Problem details -
Rewrite all the items below with "drop a marker" changed to "place a point" and everything else unchanged.

[Position annotation records]
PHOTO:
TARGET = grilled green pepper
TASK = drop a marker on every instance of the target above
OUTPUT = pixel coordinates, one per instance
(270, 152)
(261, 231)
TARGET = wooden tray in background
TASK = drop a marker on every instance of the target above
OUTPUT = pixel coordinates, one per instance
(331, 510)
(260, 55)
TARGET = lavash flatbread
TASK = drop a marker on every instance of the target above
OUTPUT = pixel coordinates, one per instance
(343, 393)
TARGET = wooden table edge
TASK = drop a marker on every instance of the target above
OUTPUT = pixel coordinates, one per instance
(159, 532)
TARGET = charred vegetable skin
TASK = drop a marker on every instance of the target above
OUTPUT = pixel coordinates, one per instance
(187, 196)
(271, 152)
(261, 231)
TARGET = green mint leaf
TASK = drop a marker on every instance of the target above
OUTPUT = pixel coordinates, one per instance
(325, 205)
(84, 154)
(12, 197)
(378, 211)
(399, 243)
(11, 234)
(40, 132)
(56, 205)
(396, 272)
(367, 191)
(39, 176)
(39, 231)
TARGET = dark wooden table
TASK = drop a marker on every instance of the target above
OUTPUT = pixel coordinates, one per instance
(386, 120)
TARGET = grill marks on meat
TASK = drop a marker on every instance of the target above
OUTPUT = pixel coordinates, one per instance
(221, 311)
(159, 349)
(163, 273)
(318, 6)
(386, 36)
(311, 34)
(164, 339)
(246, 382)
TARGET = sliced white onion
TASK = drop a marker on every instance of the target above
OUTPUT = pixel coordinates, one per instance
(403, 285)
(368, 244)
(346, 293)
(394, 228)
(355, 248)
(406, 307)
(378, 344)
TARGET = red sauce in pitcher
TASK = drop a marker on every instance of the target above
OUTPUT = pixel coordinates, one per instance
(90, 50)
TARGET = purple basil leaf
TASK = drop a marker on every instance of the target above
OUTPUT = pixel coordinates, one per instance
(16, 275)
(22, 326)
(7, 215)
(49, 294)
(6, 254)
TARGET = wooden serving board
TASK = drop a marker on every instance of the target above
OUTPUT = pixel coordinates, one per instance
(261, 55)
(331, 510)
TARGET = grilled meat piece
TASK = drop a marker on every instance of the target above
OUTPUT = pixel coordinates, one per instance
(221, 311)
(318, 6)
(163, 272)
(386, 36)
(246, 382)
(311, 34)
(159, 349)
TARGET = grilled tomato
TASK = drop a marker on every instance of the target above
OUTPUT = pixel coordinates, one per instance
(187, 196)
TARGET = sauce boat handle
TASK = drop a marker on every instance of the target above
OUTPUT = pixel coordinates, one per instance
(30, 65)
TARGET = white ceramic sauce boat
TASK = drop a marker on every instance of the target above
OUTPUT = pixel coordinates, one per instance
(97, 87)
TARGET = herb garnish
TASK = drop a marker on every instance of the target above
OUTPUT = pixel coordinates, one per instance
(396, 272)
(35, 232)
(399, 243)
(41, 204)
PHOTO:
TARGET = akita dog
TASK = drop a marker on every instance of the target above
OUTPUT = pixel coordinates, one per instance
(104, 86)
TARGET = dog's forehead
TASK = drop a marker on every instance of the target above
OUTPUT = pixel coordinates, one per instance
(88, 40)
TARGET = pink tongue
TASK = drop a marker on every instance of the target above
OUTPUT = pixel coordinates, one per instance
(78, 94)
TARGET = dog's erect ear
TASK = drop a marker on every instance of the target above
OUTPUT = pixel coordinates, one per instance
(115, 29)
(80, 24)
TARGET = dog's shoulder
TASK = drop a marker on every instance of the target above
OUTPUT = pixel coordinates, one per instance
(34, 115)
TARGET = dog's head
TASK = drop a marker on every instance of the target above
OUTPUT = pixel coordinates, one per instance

Correct response -
PHOTO:
TARGET = grilled green pepper
TASK = place a point on every instance of the target above
OUTPUT = pixel coordinates, one per instance
(270, 152)
(261, 231)
TARGET = wooden tray in background
TASK = place a point on every instance of the target above
OUTPUT = pixel coordinates, one per instance
(331, 510)
(260, 55)
TARGET = lavash flatbread
TASK = place a point on every instance of the target above
OUTPUT = pixel coordinates, one per instance
(343, 393)
TARGET = wooden table edge
TASK = place a point on every instance of the target above
OUTPUT = pixel coordinates, one per instance
(159, 532)
TARGET = charred vegetable skin
TASK = place a point on every instance of the target above
OUTPUT = pixel coordinates, one per instance
(187, 196)
(271, 152)
(261, 231)
TARGET = green mint leaf
TASK = place a point on every instance of the target above
OUTPUT = pixel coordinates, one per instance
(325, 205)
(84, 154)
(12, 197)
(378, 211)
(399, 243)
(11, 234)
(40, 132)
(56, 205)
(396, 272)
(367, 191)
(39, 176)
(39, 231)
TARGET = dark wooden table
TASK = place a point on every instance of the target above
OUTPUT = pixel coordinates, one per instance
(386, 120)
TARGET = grill marks on meat
TASK = place a point on every instance of the target above
OUTPUT = pixel coordinates, one per instance
(221, 311)
(159, 349)
(163, 273)
(318, 6)
(386, 36)
(311, 34)
(164, 339)
(246, 382)
TARGET = sliced white onion
TASK = place a point on every instance of the target above
OUTPUT = pixel coordinates, one per instance
(403, 285)
(368, 244)
(346, 293)
(394, 228)
(355, 248)
(406, 307)
(378, 344)
TARGET = red sauce in pitcher
TASK = place a point on every instance of the target above
OUTPUT = pixel coordinates, one per instance
(90, 50)
TARGET = purple basil leaf
TASK = place a point on every instance of the target above
OUTPUT = pixel coordinates, one per instance
(16, 275)
(22, 326)
(7, 215)
(49, 294)
(6, 254)
TARGET = wooden serving board
TASK = place a point on every instance of the target above
OUTPUT = pixel coordinates, one per instance
(261, 55)
(331, 510)
TARGET = grilled meat piece
TASK = place a point on every instance of the target above
OUTPUT = pixel coordinates, one per instance
(221, 311)
(318, 6)
(163, 272)
(386, 36)
(246, 382)
(311, 34)
(159, 349)
TARGET = grilled tomato
TASK = place a point on every instance of the target above
OUTPUT = pixel coordinates, one per instance
(187, 196)
TARGET = sauce boat handle
TASK = place a point on every instance of the target above
OUTPUT = pixel coordinates, one per instance
(30, 65)
TARGET = white ceramic sauce boat
TASK = place a point on every instance of the target above
OUTPUT = pixel coordinates, one per instance
(97, 87)
TARGET = herb garnish
TASK = place a point on every instance of the target above
OUTPUT = pixel coordinates, one per instance
(396, 272)
(35, 232)
(399, 243)
(41, 204)
PHOTO:
TARGET = akita dog
TASK = place a point on every instance of the target above
OUTPUT = pixel coordinates, one per instance
(104, 86)
TARGET = dog's forehead
TASK = place a point on every instance of the target above
OUTPUT = pixel coordinates, one per instance
(88, 40)
TARGET = pink tongue
TASK = place a point on every instance of the target above
OUTPUT = pixel coordinates, one per instance
(78, 94)
TARGET = dog's erect ear
TASK = place a point on every instance of the target above
OUTPUT = pixel coordinates, one per instance
(115, 29)
(80, 24)
TARGET = dog's shoulder
TASK = place a point on every instance of the target above
OUTPUT = pixel coordinates, one per instance
(34, 115)
TARGET = dog's head
TASK = place a point on every instance of the target above
OUTPUT = pixel coordinates, one per instance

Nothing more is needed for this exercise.